_YOUR TASK_. The result should be an exact copy of the lines from the one with "# give x and y for each instance of the yellow" through the last line of the data below, both included.
###
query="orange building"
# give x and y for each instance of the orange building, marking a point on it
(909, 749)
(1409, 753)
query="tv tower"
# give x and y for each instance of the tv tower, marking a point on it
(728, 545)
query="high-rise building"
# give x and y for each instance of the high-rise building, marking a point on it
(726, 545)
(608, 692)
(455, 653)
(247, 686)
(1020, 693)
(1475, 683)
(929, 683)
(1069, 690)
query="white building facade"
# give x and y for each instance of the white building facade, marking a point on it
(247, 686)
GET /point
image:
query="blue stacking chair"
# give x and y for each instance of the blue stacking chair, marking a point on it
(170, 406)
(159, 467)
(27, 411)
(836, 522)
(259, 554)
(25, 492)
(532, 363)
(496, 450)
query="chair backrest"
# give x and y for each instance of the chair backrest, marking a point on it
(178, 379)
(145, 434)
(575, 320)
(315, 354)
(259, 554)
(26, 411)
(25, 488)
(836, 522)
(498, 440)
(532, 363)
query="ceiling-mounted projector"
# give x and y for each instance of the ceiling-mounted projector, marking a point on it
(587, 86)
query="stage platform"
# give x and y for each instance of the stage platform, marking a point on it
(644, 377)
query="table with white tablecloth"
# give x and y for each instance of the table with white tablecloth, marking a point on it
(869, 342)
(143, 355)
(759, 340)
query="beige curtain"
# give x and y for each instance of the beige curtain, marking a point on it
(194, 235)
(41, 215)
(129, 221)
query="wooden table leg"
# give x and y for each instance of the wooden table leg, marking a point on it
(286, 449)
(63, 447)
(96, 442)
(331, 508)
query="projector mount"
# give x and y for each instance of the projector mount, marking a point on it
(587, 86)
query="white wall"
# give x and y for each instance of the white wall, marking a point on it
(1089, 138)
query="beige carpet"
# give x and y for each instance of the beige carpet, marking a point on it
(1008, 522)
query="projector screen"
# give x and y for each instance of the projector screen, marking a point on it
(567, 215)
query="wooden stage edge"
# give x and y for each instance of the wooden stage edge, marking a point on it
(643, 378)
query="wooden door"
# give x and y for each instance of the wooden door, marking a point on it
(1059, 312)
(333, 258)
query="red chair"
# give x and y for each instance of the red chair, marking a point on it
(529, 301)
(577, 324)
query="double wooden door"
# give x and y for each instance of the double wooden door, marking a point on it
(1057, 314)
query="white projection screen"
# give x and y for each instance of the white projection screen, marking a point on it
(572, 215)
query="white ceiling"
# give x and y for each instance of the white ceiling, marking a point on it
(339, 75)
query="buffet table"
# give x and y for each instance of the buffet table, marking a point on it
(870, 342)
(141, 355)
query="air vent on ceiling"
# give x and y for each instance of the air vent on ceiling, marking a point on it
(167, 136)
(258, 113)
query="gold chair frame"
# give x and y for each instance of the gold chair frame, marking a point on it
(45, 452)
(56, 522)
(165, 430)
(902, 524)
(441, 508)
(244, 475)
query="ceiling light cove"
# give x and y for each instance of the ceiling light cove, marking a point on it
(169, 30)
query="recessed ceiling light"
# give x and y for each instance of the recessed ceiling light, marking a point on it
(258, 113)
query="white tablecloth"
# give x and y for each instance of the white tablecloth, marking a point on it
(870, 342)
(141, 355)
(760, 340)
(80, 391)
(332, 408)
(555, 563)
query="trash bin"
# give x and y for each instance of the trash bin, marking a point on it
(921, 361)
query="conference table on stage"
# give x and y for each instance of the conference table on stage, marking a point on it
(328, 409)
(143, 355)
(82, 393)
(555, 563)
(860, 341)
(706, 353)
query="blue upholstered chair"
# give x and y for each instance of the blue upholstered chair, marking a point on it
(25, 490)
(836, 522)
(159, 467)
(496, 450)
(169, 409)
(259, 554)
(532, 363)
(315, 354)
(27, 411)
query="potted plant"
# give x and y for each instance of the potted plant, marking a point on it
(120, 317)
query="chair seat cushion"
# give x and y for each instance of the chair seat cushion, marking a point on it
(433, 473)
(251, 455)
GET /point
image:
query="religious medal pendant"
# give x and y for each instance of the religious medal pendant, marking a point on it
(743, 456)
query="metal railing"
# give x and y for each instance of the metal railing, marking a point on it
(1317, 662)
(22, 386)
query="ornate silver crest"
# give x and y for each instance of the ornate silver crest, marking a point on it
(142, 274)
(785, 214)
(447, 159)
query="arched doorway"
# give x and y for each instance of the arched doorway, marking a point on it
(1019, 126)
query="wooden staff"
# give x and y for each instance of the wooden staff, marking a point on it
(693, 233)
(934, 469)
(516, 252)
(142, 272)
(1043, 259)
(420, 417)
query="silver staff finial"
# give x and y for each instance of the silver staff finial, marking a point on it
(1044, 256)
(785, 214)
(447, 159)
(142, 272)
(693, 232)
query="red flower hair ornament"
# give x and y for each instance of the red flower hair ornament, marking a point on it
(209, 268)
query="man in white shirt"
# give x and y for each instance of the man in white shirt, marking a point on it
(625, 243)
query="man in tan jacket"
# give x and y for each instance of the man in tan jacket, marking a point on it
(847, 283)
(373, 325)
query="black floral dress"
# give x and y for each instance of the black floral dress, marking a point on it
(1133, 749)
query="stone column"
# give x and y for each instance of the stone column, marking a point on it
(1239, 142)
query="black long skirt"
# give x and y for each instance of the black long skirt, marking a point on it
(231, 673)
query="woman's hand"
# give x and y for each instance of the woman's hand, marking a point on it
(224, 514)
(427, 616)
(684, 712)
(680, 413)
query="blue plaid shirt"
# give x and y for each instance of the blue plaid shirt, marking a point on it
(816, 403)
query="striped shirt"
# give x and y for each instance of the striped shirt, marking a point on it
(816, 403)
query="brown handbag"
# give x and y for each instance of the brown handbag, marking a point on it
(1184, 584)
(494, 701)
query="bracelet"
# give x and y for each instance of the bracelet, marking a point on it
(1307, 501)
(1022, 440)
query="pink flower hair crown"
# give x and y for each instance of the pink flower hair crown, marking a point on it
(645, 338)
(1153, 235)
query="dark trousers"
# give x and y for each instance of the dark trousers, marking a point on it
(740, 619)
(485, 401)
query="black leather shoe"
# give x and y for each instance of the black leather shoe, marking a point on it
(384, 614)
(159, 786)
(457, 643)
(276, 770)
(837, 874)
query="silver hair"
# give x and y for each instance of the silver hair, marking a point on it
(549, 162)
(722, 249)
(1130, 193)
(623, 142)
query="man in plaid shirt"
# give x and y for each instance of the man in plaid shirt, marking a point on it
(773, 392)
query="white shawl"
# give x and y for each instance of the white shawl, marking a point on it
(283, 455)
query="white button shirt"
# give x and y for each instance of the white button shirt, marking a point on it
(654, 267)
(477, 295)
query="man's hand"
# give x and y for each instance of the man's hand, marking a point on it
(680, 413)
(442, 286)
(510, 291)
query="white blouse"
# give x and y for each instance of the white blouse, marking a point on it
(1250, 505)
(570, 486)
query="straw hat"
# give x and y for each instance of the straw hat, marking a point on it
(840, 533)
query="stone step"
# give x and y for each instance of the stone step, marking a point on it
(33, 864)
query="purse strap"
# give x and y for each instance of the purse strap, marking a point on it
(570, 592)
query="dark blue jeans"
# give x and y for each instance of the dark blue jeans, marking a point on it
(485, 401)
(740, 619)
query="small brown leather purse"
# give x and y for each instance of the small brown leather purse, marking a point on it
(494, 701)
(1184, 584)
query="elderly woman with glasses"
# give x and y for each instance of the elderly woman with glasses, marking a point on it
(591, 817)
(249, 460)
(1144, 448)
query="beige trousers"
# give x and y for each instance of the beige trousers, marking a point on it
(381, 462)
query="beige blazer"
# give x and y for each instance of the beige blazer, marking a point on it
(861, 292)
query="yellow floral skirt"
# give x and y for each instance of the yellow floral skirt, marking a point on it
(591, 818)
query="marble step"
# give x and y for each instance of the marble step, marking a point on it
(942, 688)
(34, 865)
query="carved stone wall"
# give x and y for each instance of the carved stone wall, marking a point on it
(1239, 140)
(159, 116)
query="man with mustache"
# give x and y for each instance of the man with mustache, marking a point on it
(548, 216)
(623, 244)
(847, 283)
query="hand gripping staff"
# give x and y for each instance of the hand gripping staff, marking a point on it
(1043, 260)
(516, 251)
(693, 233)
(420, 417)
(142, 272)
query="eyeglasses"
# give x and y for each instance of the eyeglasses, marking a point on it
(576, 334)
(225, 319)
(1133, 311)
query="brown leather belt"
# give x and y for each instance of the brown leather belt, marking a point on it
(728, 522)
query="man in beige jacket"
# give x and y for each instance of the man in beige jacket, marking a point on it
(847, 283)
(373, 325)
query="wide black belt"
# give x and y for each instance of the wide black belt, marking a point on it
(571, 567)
###
_THE COMPLETED TASK_.
# give x and y for each instance of the yellow floral skirt, marking a point on it
(591, 818)
query="marble step"
# give x and y for each instance of the marble step, marking a point on it
(942, 688)
(34, 865)
query="carved stone wall"
# give x and y for each instance of the carved stone wall, marking a point on it
(1239, 140)
(159, 116)
query="man with mustache"
# give x and y for each instance of the man with mustache, marking a point on it
(548, 216)
(623, 244)
(847, 283)
query="hand gripping staff"
# give x and y for each instance of the hand gripping staff, marking a point on it
(1043, 260)
(516, 251)
(693, 233)
(420, 417)
(142, 272)
query="eyeglasses"
# give x and y for each instance of the eyeglasses, marking a point on it
(576, 334)
(225, 319)
(1133, 311)
query="brown leather belt"
# give x and y for each instance of the brown leather belt, marking a point on it
(728, 522)
query="man in beige jacket"
# give x and y for each instance of the man in beige jacket, marking a point on it
(847, 283)
(373, 325)
query="wide black belt"
# give x and y for each instance of the wide black belt, marking a point on it
(571, 567)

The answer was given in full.